■ **What is asked**
Only the pictures are left out: repeat the rest of the entries exactly.

[Object position labeling entries]
(begin)

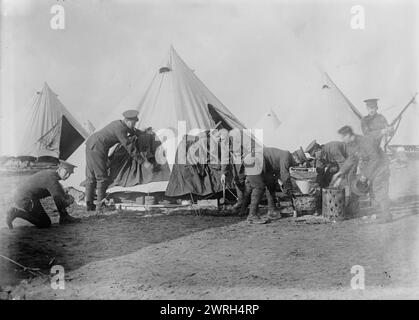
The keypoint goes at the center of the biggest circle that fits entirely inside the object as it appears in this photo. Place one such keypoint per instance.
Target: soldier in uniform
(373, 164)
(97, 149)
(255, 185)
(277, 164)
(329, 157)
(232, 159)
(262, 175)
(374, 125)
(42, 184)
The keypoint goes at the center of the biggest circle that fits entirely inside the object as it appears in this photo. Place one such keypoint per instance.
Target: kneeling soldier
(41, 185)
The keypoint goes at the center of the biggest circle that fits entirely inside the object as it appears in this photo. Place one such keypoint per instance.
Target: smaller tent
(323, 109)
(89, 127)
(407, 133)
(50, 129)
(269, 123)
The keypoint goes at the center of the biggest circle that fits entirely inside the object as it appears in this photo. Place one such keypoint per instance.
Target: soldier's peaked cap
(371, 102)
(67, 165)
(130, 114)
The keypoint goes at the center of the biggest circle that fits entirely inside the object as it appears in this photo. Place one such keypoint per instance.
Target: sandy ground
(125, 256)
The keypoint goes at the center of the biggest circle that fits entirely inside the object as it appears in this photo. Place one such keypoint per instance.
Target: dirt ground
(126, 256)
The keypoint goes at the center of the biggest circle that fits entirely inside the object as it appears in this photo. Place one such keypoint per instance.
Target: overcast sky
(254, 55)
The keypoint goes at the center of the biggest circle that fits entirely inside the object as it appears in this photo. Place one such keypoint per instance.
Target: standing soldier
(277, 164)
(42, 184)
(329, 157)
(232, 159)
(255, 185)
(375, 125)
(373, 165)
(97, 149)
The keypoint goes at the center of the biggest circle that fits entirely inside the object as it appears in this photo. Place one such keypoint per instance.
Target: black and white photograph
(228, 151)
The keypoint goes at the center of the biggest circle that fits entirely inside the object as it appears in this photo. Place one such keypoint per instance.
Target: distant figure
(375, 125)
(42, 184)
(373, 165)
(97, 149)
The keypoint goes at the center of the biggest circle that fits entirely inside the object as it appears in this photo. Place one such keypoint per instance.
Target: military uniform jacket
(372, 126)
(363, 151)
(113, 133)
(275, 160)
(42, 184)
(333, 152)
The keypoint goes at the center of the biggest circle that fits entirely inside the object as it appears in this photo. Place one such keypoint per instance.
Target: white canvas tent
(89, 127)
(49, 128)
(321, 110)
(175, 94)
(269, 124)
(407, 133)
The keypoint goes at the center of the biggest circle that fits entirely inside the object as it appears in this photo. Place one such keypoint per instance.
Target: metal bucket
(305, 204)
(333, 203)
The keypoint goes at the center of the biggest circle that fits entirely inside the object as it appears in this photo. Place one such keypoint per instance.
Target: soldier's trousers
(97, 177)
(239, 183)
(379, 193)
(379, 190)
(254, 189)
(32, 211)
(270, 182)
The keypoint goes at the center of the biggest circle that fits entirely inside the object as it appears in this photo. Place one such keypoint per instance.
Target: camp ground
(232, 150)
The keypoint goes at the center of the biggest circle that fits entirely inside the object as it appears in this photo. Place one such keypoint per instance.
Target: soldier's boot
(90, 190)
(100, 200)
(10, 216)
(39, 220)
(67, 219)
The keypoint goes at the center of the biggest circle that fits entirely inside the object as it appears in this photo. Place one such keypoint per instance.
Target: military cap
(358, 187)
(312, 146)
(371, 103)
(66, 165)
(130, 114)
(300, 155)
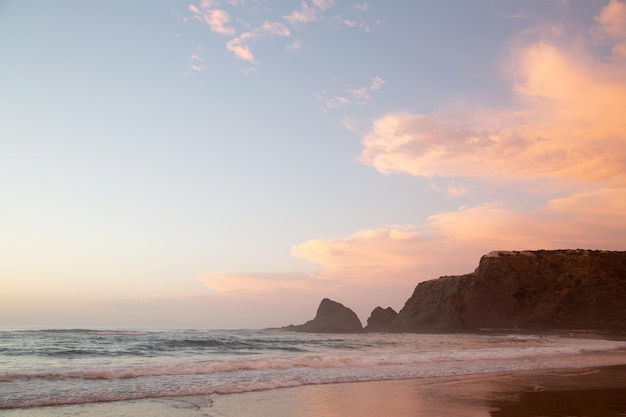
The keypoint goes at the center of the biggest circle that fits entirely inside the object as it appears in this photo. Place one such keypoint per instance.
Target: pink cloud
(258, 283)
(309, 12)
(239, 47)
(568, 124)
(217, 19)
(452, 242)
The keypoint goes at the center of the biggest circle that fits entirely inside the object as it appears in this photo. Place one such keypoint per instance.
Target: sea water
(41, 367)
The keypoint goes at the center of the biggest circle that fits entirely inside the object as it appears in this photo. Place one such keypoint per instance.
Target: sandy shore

(end)

■ **Written reply**
The keypoint goes at the center of the biggest circle that fits entirely inside the object as it appears in this photo. Place one such keypoint per instance.
Target: soldier in uniform
(373, 164)
(97, 149)
(255, 185)
(277, 164)
(329, 157)
(232, 159)
(262, 175)
(374, 125)
(42, 184)
The keypoint goes at the center of the biggest circle that fits entirely inside the object as it appears in this photo. Place one such keypoint per instance.
Target: kneeling soldier
(41, 185)
The keypoint goes at the center of the biggest circle that fits entirely inside the object as it appears in this photo. Place one such keypoint per instance.
Target: smaller tent
(323, 109)
(89, 127)
(407, 133)
(50, 129)
(269, 123)
The keypoint goes at the center of the biggest circle that fits entirely inside the object as it appears in this photo. Place one such keypoint per instance.
Target: soldier's peaked cap
(371, 102)
(67, 165)
(130, 114)
The keypoint goes at the center of the biggest circle that fits entirely inside the object as it appears in this photo. Place one such keypoint per instance.
Target: sandy ground
(125, 256)
The keypoint goes at the center of the biggest circle that fits entirely inside the object as it appears in this photo. Place one such keypoint per instance.
Target: dirt ground
(126, 256)
The keypoint goes at the center of the biggest circle that fits entirely inside the object as it appears in this photo. Place one such keypoint per instance.
Target: overcast sky
(254, 55)
The keypoint goes at the center of the biggest circle that fits entirely inside the object as it appears in this photo. Place one such keypoint per instance.
Target: standing soldier
(277, 164)
(42, 184)
(329, 157)
(232, 159)
(255, 185)
(375, 125)
(373, 165)
(97, 149)
The keypoint goes at the center of the biggest circle that fits entirely inside the object as it appears in this photo. Place one such keypoint per instance.
Target: black and white photograph
(228, 151)
The keypoint goes at the center of the biggest circle that fits entirely inside the object as it appears in this photo. Place one such keypoint per instance.
Target: distant figure
(375, 125)
(42, 184)
(373, 165)
(97, 149)
The keypoint goes at the center of the biggest circle that fits entirely inside the object as it appears in this photo. Place one such keypoint per instance.
Target: military uniform jacket
(372, 126)
(363, 151)
(113, 133)
(275, 160)
(42, 184)
(333, 152)
The keypoint goes at the center of the biggest circle that fits entirely inside the object as it appears in this photo. Place one such keypoint per instance.
Target: white canvas tent
(89, 127)
(49, 128)
(321, 110)
(175, 94)
(269, 124)
(407, 133)
The keypoint goes at the center of the biggest circle that fits entirely inside the object as it appears in this photo. Place one such keypoint per instance.
Target: metal bucket
(305, 204)
(333, 203)
The keypoint goes at the center of the biggest circle that fits entirely inside the object as it appears in this photo. Place one such keypoint per instance.
Target: soldier's trousers
(97, 177)
(239, 183)
(379, 193)
(379, 190)
(254, 189)
(32, 211)
(270, 182)
The keypoint goes at the center of the biggest circle that fits entirely inside the object as it appears in this photo. Place one such keypoint per instance.
Target: camp ground
(232, 150)
The keypoint goes at the center of the biggest circle that fits entirely inside the object as it appears in this photo. Place one such keypoint per instance.
Target: soldier's boot
(90, 190)
(100, 200)
(10, 216)
(39, 220)
(67, 219)
The keypoint goes at the center of the biggest circle that fits entirely inside the object as it appears in this photo. Place one such keypoint per instance.
Target: military cap
(358, 187)
(312, 146)
(371, 103)
(66, 165)
(130, 114)
(300, 155)
The keypoint goes at the center of the biggest circle that fits entirely inside the object as it appears in this photo. Place one such keypoint per instance.
Target: pink cloud
(258, 283)
(309, 12)
(239, 47)
(568, 124)
(217, 19)
(452, 242)
The keypoint goes at the center of the biggest circle that fits entirely inside the object as it appears in this photo. Place one such keypoint per instance.
Target: sea water
(41, 367)
The keypoint goes at the center of the biggest circle that fits entirely inside the object as it appears in this photo. Place one such keypoint per instance.
Target: sandy shore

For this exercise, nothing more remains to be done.